Data excerpts: Begin

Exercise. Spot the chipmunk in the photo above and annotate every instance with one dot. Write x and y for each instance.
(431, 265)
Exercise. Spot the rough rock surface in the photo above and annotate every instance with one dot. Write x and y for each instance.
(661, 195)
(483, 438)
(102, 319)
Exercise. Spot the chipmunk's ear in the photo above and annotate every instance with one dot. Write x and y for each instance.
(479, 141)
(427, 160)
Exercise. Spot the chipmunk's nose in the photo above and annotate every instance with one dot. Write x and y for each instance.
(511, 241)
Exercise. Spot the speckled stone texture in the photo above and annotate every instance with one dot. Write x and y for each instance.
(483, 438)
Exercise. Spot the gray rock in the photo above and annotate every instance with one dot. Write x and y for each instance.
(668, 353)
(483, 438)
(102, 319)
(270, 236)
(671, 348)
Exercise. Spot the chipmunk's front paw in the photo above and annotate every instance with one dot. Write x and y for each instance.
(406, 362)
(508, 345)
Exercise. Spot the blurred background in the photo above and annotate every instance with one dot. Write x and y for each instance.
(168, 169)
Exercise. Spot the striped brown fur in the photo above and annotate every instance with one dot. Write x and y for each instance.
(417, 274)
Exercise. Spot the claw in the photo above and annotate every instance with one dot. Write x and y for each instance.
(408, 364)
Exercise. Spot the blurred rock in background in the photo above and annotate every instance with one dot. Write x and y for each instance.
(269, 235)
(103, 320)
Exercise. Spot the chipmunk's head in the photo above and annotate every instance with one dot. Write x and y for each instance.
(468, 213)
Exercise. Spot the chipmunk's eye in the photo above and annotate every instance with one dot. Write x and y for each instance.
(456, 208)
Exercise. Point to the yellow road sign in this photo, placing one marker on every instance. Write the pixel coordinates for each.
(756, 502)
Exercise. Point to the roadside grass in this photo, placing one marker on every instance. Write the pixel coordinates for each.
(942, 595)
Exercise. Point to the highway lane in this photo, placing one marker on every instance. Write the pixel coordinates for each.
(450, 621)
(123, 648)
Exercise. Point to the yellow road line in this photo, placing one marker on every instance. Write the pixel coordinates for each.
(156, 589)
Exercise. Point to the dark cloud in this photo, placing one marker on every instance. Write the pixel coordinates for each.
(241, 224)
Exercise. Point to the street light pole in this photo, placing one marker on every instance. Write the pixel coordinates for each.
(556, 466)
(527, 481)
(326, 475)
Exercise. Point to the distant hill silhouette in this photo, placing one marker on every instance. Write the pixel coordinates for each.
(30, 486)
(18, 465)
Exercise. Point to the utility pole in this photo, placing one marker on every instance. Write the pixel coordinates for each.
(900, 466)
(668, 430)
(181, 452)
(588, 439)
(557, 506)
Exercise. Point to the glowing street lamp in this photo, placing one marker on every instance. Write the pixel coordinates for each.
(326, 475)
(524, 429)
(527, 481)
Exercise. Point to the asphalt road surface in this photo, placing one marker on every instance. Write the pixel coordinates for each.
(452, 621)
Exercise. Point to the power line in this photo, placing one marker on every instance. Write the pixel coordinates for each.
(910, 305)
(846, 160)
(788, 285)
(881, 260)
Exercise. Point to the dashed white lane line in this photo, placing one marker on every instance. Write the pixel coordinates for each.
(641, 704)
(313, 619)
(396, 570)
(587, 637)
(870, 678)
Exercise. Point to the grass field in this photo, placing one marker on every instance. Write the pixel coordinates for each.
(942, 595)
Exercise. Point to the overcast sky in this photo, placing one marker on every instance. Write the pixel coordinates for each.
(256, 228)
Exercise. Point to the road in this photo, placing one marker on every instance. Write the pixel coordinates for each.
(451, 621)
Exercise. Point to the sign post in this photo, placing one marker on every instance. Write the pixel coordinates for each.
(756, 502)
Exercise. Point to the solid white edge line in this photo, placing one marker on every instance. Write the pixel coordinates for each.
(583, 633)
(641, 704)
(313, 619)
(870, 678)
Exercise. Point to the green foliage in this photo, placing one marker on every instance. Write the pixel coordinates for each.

Data excerpts: End

#### Task goal
Copy out all of the records above with nothing altered.

#### Solution for this task
Exercise. Spot the chipmunk in the photo above and annotate every instance with one dot. Write x and y for each instance.
(431, 265)
Exercise. Spot the rough rock surface in the photo above and annotate every instance with one dot. Write x and y for each instance.
(661, 195)
(483, 438)
(102, 319)
Exercise. Spot the chipmunk's ear in the photo above and annotate every instance with one dot. Write x and y for each instance.
(479, 141)
(427, 160)
Exercise. Spot the chipmunk's nose in the photo above and annotate every instance with one dot. Write x and y for each instance.
(511, 241)
Exercise. Spot the speckled stone texture in the photo above and annotate every instance with one dot. Write x and y for each instance.
(483, 438)
Exercise. Spot the gray rock in the photo above and annotate every instance with one dot. Write x and y for each instance.
(668, 353)
(483, 438)
(102, 319)
(270, 236)
(671, 348)
Exercise. Spot the chipmunk's front paw in the photo above and annotate every instance with one dot. Write x and y for each instance.
(406, 362)
(508, 345)
Exercise. Spot the blurred background in the photo above and annotate every instance with one dot. Write x and y for each instance.
(168, 169)
Exercise. Spot the striped brown fur in the photo above and annotate every instance with one dot. Write x and y for each instance.
(417, 274)
Exercise. Spot the claw in the photo above and annotate every instance with one dot. Write x and y for each instance.
(408, 364)
Exercise. Spot the blurred rock in background in the photo above and annotate every instance with one dot. Write x and y for each instance.
(269, 235)
(103, 320)
Exercise. Spot the chipmunk's head in the photo above and annotate every instance with one dot. Write x and y for each instance.
(468, 213)
Exercise. Spot the chipmunk's eye in the photo above and annotate every instance with one dot. Write x and y for each instance.
(456, 208)
Exercise. Point to the yellow road sign in this photo, placing one marker on every instance. Write the pixel coordinates for each.
(756, 502)
Exercise. Point to the roadside grass in this photo, placing one marker on every instance. Write the pixel coordinates for each.
(942, 595)
Exercise. Point to the highway lane in this photo, placing one marker on every instance. Write the pixel coordinates for each.
(450, 621)
(123, 648)
Exercise. Point to the yellow road line in this photo, placing one marker on every instance. Write the pixel coordinates for each.
(156, 589)
Exercise. Point to the dark cloud in this photo, placing one marker on every instance. Write the pixel coordinates for each.
(241, 224)
Exercise. Point to the street light pole in this photo, placing one marker on every instance. Write the pixel coordinates for each.
(556, 466)
(527, 481)
(326, 475)
Exercise. Point to the distant hill silhouette in this photo, placing one marker on every instance. Write the pixel coordinates for each.
(30, 486)
(18, 465)
Exercise. Point to the utility pole in this photo, placing one marker on every instance. Write the pixel coordinates for each.
(900, 466)
(668, 430)
(181, 452)
(588, 439)
(557, 506)
Exercise. Point to the glowing street lamp in this photo, placing one marker on every instance. Write the pixel coordinates for each.
(326, 475)
(524, 429)
(527, 481)
Exercise. Point to the asphalt road surface in this photo, placing one marker on every instance. Write the pixel coordinates for each.
(452, 621)
Exercise. Point to the power line in this photo, placing one marker on every instance. Write the pixel coordinates for each.
(910, 305)
(846, 160)
(788, 285)
(881, 260)
Exercise. Point to the dashed white lane line in this photo, placing one marker on every instance. Write the pixel coordinates for each.
(641, 704)
(313, 619)
(396, 570)
(587, 637)
(870, 678)
Exercise. Point to the grass field in this photo, placing one marker on every instance. Write the pixel coordinates for each.
(942, 595)
Exercise. Point to the overcast sky in this photo, placing one marker on every instance. Write the pixel coordinates for each.
(256, 228)
Exercise. Point to the road in this photo, placing one marker on every instance. Write the pixel coordinates for each.
(451, 621)
Exercise. Point to the sign post in this photo, placing one marker on every instance. Write the pixel coordinates for each.
(756, 502)
Exercise. Point to the solid white edge line in this photo, placing one marker on every instance. Write the pixel coordinates for each.
(583, 633)
(641, 704)
(313, 619)
(870, 678)
Exercise. Point to the green foliage in this photo, placing one marker on every instance. Write the pixel coordinates for each.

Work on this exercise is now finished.